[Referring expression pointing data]
──────────────────────────────
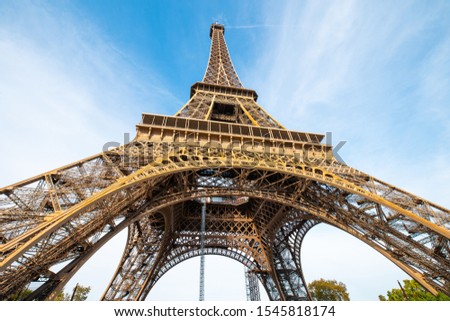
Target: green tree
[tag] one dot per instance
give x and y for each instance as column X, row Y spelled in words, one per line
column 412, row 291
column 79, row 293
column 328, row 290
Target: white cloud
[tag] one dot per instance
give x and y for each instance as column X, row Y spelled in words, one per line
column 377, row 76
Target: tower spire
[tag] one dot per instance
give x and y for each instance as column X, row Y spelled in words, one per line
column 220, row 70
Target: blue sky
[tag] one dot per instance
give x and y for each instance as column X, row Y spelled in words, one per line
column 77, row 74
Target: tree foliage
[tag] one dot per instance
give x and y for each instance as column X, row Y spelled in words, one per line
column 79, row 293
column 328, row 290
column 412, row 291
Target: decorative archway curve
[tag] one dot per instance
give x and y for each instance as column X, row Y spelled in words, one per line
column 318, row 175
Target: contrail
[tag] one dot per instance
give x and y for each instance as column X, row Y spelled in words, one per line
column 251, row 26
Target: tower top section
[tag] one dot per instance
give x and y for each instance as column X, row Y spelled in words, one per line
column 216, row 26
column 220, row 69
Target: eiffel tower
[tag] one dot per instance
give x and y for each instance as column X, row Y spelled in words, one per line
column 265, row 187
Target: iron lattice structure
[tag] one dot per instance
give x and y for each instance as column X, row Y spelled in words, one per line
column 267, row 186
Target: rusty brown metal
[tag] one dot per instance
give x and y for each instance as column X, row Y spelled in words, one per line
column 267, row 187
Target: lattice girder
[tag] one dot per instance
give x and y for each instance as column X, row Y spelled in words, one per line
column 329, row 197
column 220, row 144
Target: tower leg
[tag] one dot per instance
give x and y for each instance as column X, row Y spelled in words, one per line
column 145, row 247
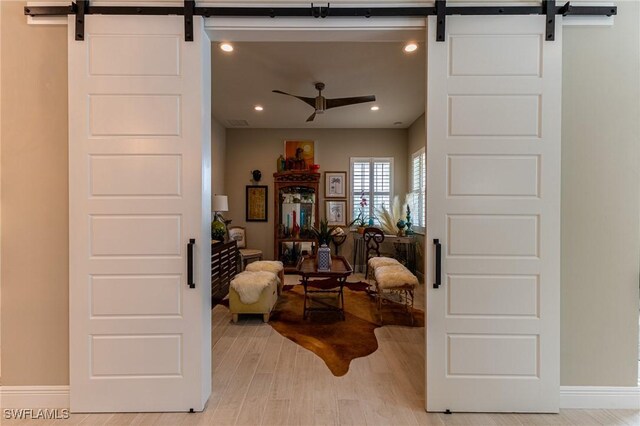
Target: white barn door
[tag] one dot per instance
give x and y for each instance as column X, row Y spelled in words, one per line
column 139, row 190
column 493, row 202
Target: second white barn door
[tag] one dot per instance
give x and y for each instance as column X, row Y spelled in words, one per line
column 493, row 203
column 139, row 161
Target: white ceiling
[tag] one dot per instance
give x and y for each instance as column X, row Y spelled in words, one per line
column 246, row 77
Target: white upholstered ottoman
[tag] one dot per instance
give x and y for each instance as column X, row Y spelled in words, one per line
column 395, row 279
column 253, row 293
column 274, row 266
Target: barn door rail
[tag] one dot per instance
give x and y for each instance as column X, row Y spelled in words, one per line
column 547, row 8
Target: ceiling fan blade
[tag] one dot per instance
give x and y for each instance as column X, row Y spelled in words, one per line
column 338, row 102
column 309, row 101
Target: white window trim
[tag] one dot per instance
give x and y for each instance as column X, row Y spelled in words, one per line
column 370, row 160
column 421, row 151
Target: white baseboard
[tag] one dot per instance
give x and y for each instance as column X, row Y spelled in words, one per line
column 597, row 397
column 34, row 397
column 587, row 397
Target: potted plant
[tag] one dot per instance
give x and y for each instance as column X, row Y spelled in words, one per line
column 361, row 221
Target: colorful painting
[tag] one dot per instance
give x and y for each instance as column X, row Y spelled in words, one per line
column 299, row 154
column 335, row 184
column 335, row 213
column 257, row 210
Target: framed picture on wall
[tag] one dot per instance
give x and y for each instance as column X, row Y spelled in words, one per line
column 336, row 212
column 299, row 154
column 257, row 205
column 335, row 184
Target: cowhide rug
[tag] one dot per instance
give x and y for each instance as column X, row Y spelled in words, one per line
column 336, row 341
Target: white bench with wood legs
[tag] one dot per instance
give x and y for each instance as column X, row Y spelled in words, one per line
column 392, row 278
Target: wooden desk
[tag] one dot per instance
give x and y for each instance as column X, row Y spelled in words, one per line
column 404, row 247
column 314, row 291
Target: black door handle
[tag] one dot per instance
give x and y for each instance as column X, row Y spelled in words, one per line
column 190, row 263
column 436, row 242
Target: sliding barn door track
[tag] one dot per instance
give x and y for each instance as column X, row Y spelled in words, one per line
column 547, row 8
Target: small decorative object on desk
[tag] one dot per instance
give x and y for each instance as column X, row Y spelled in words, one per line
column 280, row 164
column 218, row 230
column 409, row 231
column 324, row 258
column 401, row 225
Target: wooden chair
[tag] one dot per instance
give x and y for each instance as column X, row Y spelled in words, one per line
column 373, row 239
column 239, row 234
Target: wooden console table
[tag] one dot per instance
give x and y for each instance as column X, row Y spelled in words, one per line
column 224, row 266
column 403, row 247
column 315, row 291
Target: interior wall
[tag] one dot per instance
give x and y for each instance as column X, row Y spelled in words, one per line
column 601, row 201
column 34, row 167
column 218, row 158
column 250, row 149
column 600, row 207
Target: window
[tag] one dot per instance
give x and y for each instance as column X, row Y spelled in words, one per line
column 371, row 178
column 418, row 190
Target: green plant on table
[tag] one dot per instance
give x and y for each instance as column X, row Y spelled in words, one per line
──────────────────────────────
• **Problem requirements**
The records above must be printed exactly, but the pictures they hold should be omitted.

• **Response to the task**
Target: green tree
[tag] one dot per instance
give x and y for each instance as column X, row Y spelled in words, one per line
column 412, row 291
column 79, row 293
column 328, row 290
Target: white cloud
[tag] one dot per instance
give x and y for each instance as column X, row Y spelled in words, one per line
column 377, row 76
Target: tower spire
[tag] one dot per instance
give x and y for each instance as column X, row Y spelled in words, one per line
column 220, row 70
Target: blue sky
[tag] one dot per instance
give x and y for each instance as column X, row Y spelled in words, one per line
column 77, row 74
Target: tree foliage
[tag] one dot per instance
give x and y for each instance as column X, row Y spelled in words, one per line
column 79, row 293
column 328, row 290
column 412, row 291
Target: decorative archway curve
[tag] one dot per instance
give x and y for each instance as column X, row Y spelled in words, one per line
column 318, row 175
Target: contrail
[tag] one dot per instance
give x and y for each instance as column X, row Y spelled in words, one per line
column 251, row 26
Target: tower top section
[tag] one dot per instance
give x and y for each instance as column X, row Y spelled in words, one per line
column 216, row 26
column 220, row 69
Target: eiffel tower
[tag] one dot per instance
give x and y for each instance as column X, row Y spelled in words, one per line
column 265, row 187
Target: iron lattice structure
[tag] one dot per instance
give x and y for each instance as column X, row Y spelled in words, one per line
column 267, row 186
Target: rusty brown metal
[tag] one dot per instance
give x and y for each instance as column X, row Y spelled in words, one per line
column 267, row 187
Target: lattice girder
[tag] one dot per instance
give x and y for each instance as column X, row Y spelled in words, one per line
column 329, row 197
column 220, row 144
Target: tower leg
[tag] one dot per instance
give x and y for each instance as column X, row Y spelled in words, one per line
column 145, row 247
Target: white barn door
[tag] one dot per instance
give x and y for each instance as column X, row Y spelled in words, one per line
column 139, row 190
column 493, row 202
Target: second white barn door
[tag] one dot per instance
give x and y for each instance as column X, row Y spelled in words, one per line
column 493, row 203
column 139, row 161
Target: white ceiling
[tag] one dot per instance
give x and y for each instance as column X, row Y spelled in words, one per line
column 246, row 77
Target: white upholstered ottoman
[tag] one dot per instance
give x and y for each instance as column X, row Y spelled in words, one per line
column 395, row 279
column 253, row 293
column 274, row 266
Target: barn door rail
[tag] one dot per instance
give x and y for each instance as column X, row Y spelled in words, one per line
column 547, row 8
Target: ceiling fan blade
[tag] one dot per instance
give x and y for each instance as column X, row Y spelled in words, one per line
column 338, row 102
column 309, row 101
Target: white window trim
[tag] one dot per instance
give x and y for each instance as column X, row Y spelled in words, one per line
column 370, row 160
column 421, row 151
Target: white baseboard
[tag] one dot per instance
give x and y for each instance as column X, row Y spelled in words, one per line
column 597, row 397
column 34, row 397
column 587, row 397
Target: potted plant
[tag] one dot per instance
give x and y for each instance as column X, row Y spelled in words, one per line
column 361, row 221
Target: colorful painting
[tag] one dot per instance
give x and y for each instance as column X, row Y spelled in words, one per line
column 299, row 154
column 335, row 184
column 335, row 213
column 257, row 210
Target: framed picture on wall
[tag] one dot per instance
give x and y for each instance as column X, row Y spelled in words, one per line
column 336, row 212
column 299, row 154
column 257, row 205
column 335, row 184
Target: cowhide rug
[tag] one dot per instance
give x and y for each instance as column X, row Y spelled in words, one per line
column 336, row 341
Target: white bench with wood legs
[tag] one dot per instance
give x and y for each instance as column X, row Y spelled in words, one per line
column 392, row 278
Target: wooden desk
[tag] one dot per instance
give x and y for each instance as column X, row Y spelled in words, one per line
column 404, row 247
column 314, row 291
Target: black door handle
[tag] one dot per instance
give x and y for each instance as column X, row Y spelled in words, one per line
column 190, row 263
column 436, row 242
Target: sliding barn door track
[tag] one dot per instance
give x and y for each instance as column X, row Y spelled in words, one per line
column 547, row 8
Target: small decorative object on desk
[tag] one dot per instance
give x and y for each instance as column X, row Y spelled in words, one per line
column 280, row 164
column 218, row 230
column 409, row 231
column 324, row 258
column 401, row 225
Target: wooden chair
[tag] one dot per instance
give x and y for each instance as column X, row Y spelled in words, one per line
column 373, row 239
column 239, row 234
Target: wooden console table
[tag] one dot per instance
give x and y for each instance as column X, row Y spelled in words, one per line
column 224, row 266
column 403, row 247
column 315, row 291
Target: interior wall
[tag] one dot per instance
give x and y for each instance as column X, row Y spelled in words, one per line
column 601, row 201
column 34, row 167
column 218, row 158
column 250, row 149
column 600, row 207
Target: window
[tag] one dot per instance
give x and y for each instance as column X, row Y spelled in words, one per line
column 371, row 178
column 418, row 190
Target: green plant on table
[tag] one dot per instance
give x and y for each instance as column X, row Y spelled in words, one per line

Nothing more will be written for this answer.